*Written instruction*
Can you write out, word for word, the part of the items that opens with the line containing "Tag every instance of the roof" and closes with the line containing "[1249, 507]", including both of those lines?
--- Start of Extracted data ---
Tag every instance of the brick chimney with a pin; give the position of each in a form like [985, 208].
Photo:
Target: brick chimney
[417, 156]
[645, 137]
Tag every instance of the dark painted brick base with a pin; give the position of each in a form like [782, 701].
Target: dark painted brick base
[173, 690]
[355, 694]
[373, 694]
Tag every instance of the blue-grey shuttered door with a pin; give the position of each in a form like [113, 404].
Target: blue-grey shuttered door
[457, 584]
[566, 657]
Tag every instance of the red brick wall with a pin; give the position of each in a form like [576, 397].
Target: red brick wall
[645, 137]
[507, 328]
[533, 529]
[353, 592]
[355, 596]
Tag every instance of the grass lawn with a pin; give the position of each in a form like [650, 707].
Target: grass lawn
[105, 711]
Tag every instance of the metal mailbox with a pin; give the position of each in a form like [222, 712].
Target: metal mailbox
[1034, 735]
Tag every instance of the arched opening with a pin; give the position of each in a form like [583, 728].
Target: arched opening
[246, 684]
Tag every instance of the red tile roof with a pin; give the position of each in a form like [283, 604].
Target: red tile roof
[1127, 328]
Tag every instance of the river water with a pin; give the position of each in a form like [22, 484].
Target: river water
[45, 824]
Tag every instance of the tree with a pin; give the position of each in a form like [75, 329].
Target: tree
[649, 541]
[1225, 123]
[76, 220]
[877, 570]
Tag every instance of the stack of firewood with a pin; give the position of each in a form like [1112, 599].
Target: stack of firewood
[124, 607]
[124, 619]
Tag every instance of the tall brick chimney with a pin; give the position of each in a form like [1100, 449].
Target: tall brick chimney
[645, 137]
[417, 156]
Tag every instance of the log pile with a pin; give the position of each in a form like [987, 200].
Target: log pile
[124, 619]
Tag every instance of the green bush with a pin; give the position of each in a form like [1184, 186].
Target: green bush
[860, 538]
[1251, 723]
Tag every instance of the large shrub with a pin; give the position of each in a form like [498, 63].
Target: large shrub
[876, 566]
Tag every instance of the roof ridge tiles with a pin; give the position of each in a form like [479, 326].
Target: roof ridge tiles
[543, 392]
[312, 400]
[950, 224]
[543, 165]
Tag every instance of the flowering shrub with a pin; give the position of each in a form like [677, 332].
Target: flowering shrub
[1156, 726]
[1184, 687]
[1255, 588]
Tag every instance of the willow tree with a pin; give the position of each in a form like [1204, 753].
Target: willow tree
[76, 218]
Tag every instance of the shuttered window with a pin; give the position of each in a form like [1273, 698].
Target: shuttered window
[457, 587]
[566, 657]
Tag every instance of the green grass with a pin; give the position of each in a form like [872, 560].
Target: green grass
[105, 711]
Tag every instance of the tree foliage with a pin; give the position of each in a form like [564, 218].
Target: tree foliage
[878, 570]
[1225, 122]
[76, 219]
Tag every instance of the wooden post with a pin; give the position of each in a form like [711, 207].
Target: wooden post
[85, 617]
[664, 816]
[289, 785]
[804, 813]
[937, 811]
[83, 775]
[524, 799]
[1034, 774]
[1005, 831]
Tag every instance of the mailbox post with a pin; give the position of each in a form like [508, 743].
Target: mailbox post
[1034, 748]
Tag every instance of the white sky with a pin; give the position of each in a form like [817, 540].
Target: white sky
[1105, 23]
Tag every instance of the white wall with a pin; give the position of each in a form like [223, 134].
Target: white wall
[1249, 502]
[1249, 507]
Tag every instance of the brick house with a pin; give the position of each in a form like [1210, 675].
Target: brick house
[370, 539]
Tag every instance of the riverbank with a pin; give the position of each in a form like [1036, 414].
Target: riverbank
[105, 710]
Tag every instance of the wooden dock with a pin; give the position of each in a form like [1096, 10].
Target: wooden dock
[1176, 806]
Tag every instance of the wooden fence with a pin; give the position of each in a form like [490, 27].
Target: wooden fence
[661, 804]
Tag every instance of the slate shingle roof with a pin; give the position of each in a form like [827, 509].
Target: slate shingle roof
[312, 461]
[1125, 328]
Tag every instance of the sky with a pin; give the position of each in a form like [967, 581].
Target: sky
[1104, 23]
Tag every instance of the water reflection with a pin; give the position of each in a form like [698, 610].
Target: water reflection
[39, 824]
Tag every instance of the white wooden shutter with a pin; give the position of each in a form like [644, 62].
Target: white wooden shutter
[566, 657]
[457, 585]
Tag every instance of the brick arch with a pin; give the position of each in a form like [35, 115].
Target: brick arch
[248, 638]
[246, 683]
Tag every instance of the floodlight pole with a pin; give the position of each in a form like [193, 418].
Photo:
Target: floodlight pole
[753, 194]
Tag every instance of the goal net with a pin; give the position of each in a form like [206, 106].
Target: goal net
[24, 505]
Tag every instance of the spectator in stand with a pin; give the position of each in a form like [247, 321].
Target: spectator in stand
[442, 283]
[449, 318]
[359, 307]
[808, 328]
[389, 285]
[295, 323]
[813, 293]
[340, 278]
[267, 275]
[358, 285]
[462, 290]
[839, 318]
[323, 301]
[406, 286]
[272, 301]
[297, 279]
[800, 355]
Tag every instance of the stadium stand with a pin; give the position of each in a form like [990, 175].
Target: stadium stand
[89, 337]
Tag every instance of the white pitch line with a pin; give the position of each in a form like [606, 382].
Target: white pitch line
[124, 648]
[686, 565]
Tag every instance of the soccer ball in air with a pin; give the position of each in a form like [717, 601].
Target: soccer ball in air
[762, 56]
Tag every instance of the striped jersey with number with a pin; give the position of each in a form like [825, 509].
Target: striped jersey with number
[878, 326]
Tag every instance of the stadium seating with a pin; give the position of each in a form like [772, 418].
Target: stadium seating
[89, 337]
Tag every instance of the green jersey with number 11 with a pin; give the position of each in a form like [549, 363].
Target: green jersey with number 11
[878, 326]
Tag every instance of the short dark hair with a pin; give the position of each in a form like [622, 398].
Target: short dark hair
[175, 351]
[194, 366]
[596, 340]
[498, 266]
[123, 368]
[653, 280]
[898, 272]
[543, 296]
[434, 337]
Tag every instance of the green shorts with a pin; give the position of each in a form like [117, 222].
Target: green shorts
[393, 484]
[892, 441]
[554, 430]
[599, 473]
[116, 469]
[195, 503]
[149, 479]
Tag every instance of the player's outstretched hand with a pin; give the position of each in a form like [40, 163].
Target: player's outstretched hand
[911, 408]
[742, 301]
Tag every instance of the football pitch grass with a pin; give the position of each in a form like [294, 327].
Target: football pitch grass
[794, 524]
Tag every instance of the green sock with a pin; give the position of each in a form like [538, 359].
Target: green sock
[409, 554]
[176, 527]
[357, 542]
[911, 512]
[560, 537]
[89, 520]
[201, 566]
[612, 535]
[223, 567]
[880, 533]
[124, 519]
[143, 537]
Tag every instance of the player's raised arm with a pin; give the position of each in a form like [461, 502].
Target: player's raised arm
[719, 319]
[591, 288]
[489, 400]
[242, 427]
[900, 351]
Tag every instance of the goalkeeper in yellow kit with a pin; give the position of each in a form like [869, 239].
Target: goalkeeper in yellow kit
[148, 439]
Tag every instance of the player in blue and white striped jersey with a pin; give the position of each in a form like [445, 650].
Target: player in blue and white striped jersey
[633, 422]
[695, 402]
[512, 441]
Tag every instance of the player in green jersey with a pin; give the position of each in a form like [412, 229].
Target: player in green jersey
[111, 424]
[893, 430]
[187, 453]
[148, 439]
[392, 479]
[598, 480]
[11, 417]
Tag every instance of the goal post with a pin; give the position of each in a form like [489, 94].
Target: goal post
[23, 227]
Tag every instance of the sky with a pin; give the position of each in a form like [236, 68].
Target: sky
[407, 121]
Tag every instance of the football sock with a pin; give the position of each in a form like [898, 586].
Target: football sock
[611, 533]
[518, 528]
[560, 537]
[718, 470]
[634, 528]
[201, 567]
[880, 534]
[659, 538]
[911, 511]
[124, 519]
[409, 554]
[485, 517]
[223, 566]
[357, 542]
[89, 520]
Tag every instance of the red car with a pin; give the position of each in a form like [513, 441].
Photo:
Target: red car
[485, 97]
--- End of Extracted data ---
*Answer to the exercise*
Tag every instance of the roof ridge tiles with a pin; give the position of each in a form like [479, 326].
Target: roof ridge tiles
[543, 392]
[312, 400]
[950, 224]
[543, 165]
Tag every instance of the flowering shrub with a pin; give the position of each in a form like [677, 332].
Target: flowering shrub
[1156, 726]
[1184, 687]
[1255, 588]
Tag every instance of the willow tree with a pin; give the position of each in a form like [1204, 753].
Target: willow tree
[76, 218]
Tag every instance of the shuttered window with a pin; give the position of each in a form like [1273, 698].
Target: shuttered window
[457, 587]
[566, 657]
Tag every instance of the green grass with a pin; give the position of each in a form like [872, 560].
Target: green grass
[105, 711]
Tag every instance of the tree foliage with a pin; give the position of each in a form like [564, 218].
Target: tree foliage
[878, 570]
[1225, 122]
[76, 219]
Tag every instance of the wooden post with a pin; give the position of each in a form like [711, 207].
Target: wooden post
[85, 617]
[664, 816]
[289, 785]
[804, 813]
[937, 811]
[83, 775]
[524, 799]
[1034, 774]
[1005, 831]
Tag every instance of the mailbox post with a pin; give the position of each in a form like [508, 743].
Target: mailbox post
[1034, 748]
Tag every instance of the white sky with a pin; give the position of each in a form like [817, 540].
Target: white sky
[1105, 23]
Tag every instance of the white wall with a pin; give the position of each in a form like [223, 134].
Target: white wall
[1249, 502]
[1249, 507]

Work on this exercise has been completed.